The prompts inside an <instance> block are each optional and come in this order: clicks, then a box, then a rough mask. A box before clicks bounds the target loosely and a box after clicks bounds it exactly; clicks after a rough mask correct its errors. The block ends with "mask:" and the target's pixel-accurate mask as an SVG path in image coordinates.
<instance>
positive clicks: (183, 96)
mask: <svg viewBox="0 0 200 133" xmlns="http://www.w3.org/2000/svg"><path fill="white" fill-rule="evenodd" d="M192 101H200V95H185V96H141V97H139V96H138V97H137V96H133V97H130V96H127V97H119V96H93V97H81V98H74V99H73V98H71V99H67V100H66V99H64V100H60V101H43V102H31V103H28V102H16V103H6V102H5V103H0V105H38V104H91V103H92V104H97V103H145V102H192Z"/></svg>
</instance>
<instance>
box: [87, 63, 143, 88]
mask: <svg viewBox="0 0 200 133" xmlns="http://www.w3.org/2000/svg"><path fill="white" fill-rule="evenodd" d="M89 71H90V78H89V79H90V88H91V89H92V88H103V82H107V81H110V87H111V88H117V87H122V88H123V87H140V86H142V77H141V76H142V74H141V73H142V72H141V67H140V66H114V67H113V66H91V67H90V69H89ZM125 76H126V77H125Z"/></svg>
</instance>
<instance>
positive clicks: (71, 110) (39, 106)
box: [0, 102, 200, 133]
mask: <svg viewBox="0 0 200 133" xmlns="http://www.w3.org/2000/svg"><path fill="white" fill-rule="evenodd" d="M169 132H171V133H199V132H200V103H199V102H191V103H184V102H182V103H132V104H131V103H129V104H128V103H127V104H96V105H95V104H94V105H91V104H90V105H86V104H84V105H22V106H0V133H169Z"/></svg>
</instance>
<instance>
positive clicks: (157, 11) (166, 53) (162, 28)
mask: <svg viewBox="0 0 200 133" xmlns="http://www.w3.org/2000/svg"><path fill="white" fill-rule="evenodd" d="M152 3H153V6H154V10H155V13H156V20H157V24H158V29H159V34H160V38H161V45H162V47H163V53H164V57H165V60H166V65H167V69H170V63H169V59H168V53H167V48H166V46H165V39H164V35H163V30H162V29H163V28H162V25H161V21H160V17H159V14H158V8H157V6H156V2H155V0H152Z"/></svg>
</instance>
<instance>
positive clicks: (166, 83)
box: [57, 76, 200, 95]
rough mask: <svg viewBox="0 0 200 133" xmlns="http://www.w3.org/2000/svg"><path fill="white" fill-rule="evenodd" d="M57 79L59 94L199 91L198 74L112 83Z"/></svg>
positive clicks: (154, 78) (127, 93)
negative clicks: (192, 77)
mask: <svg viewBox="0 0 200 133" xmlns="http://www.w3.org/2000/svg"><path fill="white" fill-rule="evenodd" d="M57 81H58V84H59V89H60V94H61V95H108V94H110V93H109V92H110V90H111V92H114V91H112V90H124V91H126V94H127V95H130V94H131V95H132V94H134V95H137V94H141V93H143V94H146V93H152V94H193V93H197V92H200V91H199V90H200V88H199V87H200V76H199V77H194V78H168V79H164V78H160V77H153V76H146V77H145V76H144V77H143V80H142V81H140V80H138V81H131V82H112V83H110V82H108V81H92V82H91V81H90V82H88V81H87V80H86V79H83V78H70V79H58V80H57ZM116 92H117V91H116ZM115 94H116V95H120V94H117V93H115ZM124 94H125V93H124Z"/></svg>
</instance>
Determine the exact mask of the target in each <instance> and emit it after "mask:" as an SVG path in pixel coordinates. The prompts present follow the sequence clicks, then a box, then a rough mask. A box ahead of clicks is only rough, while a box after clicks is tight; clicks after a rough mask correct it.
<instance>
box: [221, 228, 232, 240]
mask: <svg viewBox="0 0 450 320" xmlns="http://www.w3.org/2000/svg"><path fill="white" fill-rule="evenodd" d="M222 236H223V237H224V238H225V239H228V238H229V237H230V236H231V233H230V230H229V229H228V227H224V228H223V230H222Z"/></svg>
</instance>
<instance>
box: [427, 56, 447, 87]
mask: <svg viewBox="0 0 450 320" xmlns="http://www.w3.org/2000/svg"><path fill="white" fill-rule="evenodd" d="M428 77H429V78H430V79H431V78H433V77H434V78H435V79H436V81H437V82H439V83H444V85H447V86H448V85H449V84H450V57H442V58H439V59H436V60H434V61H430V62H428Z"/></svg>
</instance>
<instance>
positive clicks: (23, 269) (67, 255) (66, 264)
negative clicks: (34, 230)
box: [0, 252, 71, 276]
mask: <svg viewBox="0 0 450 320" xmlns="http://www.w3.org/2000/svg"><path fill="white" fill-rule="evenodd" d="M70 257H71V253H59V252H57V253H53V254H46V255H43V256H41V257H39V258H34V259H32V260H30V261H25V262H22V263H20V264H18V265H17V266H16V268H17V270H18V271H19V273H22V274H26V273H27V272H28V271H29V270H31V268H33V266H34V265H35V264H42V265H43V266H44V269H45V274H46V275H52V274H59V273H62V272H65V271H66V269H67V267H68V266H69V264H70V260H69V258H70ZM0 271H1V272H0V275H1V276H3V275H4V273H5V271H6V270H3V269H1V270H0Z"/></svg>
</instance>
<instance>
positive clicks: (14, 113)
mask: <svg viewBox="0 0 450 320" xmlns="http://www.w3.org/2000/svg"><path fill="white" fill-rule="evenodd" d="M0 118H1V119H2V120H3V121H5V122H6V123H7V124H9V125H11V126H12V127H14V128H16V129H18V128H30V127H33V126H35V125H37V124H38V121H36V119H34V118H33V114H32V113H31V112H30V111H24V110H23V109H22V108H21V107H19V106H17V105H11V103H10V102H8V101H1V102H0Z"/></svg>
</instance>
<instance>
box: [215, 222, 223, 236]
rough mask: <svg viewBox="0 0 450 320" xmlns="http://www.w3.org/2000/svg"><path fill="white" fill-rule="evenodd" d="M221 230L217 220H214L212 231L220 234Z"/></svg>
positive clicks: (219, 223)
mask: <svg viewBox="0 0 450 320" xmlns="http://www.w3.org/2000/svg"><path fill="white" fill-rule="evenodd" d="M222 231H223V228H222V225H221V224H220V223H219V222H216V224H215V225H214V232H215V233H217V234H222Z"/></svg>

Task requirements: Please present every line of the listing above as a Markdown table with the columns "Row" and "Line", leaving out blank lines.

The answer:
| Row | Line |
|---|---|
| 1 | The prompts inside an <instance> block are each optional and come in this order: clicks, then a box, then a rough mask. A box before clicks bounds the target loosely and a box after clicks bounds it exactly; clicks after a rough mask correct its errors. The block ends with "mask:" and the target's pixel-accurate mask as an SVG path in image coordinates. |
| 2 | <instance> |
| 3 | positive clicks: (183, 96) |
| 4 | mask: <svg viewBox="0 0 200 133" xmlns="http://www.w3.org/2000/svg"><path fill="white" fill-rule="evenodd" d="M192 101H200V95H185V96H141V97H139V96H138V97H137V96H133V97H130V96H127V97H119V96H93V97H81V98H74V99H73V98H71V99H67V100H66V99H64V100H60V101H43V102H31V103H28V102H16V103H6V102H5V103H0V105H38V104H91V103H92V104H97V103H145V102H192Z"/></svg> |
| 5 | </instance> |
| 6 | <instance> |
| 7 | box: [87, 63, 143, 88] |
| 8 | mask: <svg viewBox="0 0 200 133" xmlns="http://www.w3.org/2000/svg"><path fill="white" fill-rule="evenodd" d="M89 71H90V78H89V79H90V88H91V89H92V88H103V82H107V81H110V87H111V88H117V87H122V88H123V87H140V86H142V77H141V76H142V74H141V73H142V72H141V67H140V66H114V67H113V66H91V67H90V69H89ZM125 76H126V77H125Z"/></svg> |
| 9 | </instance> |
| 10 | <instance> |
| 11 | positive clicks: (71, 110) (39, 106) |
| 12 | box: [0, 102, 200, 133] |
| 13 | mask: <svg viewBox="0 0 200 133" xmlns="http://www.w3.org/2000/svg"><path fill="white" fill-rule="evenodd" d="M169 132H171V133H199V132H200V103H199V102H191V103H184V102H182V103H132V104H131V103H129V104H128V103H127V104H96V105H95V104H94V105H91V104H90V105H86V104H84V105H22V106H0V133H169Z"/></svg> |
| 14 | </instance> |
| 15 | <instance> |
| 16 | positive clicks: (157, 11) (166, 53) (162, 28) |
| 17 | mask: <svg viewBox="0 0 200 133" xmlns="http://www.w3.org/2000/svg"><path fill="white" fill-rule="evenodd" d="M152 3H153V6H154V10H155V13H156V20H157V24H158V29H159V34H160V38H161V45H162V47H163V53H164V57H165V60H166V65H167V69H170V63H169V59H168V53H167V48H166V46H165V39H164V35H163V30H162V29H163V28H162V25H161V21H160V17H159V14H158V8H157V6H156V2H155V0H152Z"/></svg> |
| 18 | </instance> |
| 19 | <instance> |
| 20 | positive clicks: (166, 83) |
| 21 | box: [57, 76, 200, 95] |
| 22 | rough mask: <svg viewBox="0 0 200 133" xmlns="http://www.w3.org/2000/svg"><path fill="white" fill-rule="evenodd" d="M57 79L59 94L199 91L198 74L112 83Z"/></svg> |
| 23 | positive clicks: (154, 78) (127, 93) |
| 24 | negative clicks: (192, 77) |
| 25 | mask: <svg viewBox="0 0 200 133" xmlns="http://www.w3.org/2000/svg"><path fill="white" fill-rule="evenodd" d="M57 81H58V84H59V89H60V94H61V95H108V94H110V93H109V92H110V90H111V92H114V91H112V90H124V91H126V94H127V95H130V94H131V95H132V94H134V95H137V94H141V93H143V94H146V93H152V94H193V93H197V92H200V91H199V90H200V88H199V87H200V76H199V77H194V78H168V79H164V78H160V77H153V76H146V77H145V76H144V77H143V80H142V81H140V80H138V81H131V82H112V83H110V82H108V81H92V82H91V81H90V82H88V81H87V80H86V79H83V78H70V79H58V80H57ZM116 92H117V91H116ZM115 94H116V95H120V94H117V93H115ZM124 94H125V93H124Z"/></svg> |
| 26 | </instance> |
| 27 | Determine the exact mask of the target in each <instance> and emit it after "mask:" as an SVG path in pixel coordinates. The prompts present follow the sequence clicks, then a box, then a rough mask. A box ahead of clicks is only rough, while a box after clicks is tight; clicks after a rough mask correct it. |
| 28 | <instance> |
| 29 | box: [221, 228, 232, 240] |
| 30 | mask: <svg viewBox="0 0 450 320" xmlns="http://www.w3.org/2000/svg"><path fill="white" fill-rule="evenodd" d="M222 236H223V237H224V238H225V239H228V238H229V237H230V236H231V233H230V230H229V229H228V227H224V228H223V230H222Z"/></svg> |
| 31 | </instance> |
| 32 | <instance> |
| 33 | box: [427, 56, 447, 87] |
| 34 | mask: <svg viewBox="0 0 450 320" xmlns="http://www.w3.org/2000/svg"><path fill="white" fill-rule="evenodd" d="M428 77H429V78H430V79H431V78H433V77H434V78H435V79H436V81H437V82H439V83H444V85H447V86H448V85H449V84H450V57H442V58H439V59H436V60H434V61H430V62H428Z"/></svg> |
| 35 | </instance> |
| 36 | <instance> |
| 37 | positive clicks: (23, 269) (67, 255) (66, 264) |
| 38 | negative clicks: (34, 230) |
| 39 | box: [0, 252, 71, 276] |
| 40 | mask: <svg viewBox="0 0 450 320" xmlns="http://www.w3.org/2000/svg"><path fill="white" fill-rule="evenodd" d="M70 257H71V253H59V252H57V253H53V254H46V255H43V256H41V257H39V258H34V259H32V260H30V261H25V262H22V263H20V264H18V265H17V266H16V268H17V270H18V271H19V273H22V274H26V273H27V272H28V271H29V270H31V268H33V266H34V265H35V264H42V265H43V266H44V269H45V274H46V275H52V274H59V273H62V272H65V271H66V269H67V267H68V266H69V264H70V260H69V258H70ZM0 271H1V272H0V275H1V276H3V275H4V273H5V271H6V270H3V269H1V270H0Z"/></svg> |
| 41 | </instance> |
| 42 | <instance> |
| 43 | positive clicks: (14, 113) |
| 44 | mask: <svg viewBox="0 0 450 320" xmlns="http://www.w3.org/2000/svg"><path fill="white" fill-rule="evenodd" d="M0 118H1V119H2V120H3V121H5V122H6V123H7V124H9V125H11V126H12V127H14V128H16V129H18V128H30V127H33V126H35V125H37V124H38V121H36V119H34V118H33V114H32V113H31V112H30V111H24V110H23V109H22V108H21V107H19V106H17V105H11V103H10V102H8V101H1V102H0Z"/></svg> |
| 45 | </instance> |
| 46 | <instance> |
| 47 | box: [215, 222, 223, 236] |
| 48 | rough mask: <svg viewBox="0 0 450 320" xmlns="http://www.w3.org/2000/svg"><path fill="white" fill-rule="evenodd" d="M221 230L217 220H214L212 231L220 234Z"/></svg> |
| 49 | positive clicks: (219, 223) |
| 50 | mask: <svg viewBox="0 0 450 320" xmlns="http://www.w3.org/2000/svg"><path fill="white" fill-rule="evenodd" d="M222 231H223V228H222V225H221V224H220V223H219V222H216V224H215V225H214V232H215V233H217V234H222Z"/></svg> |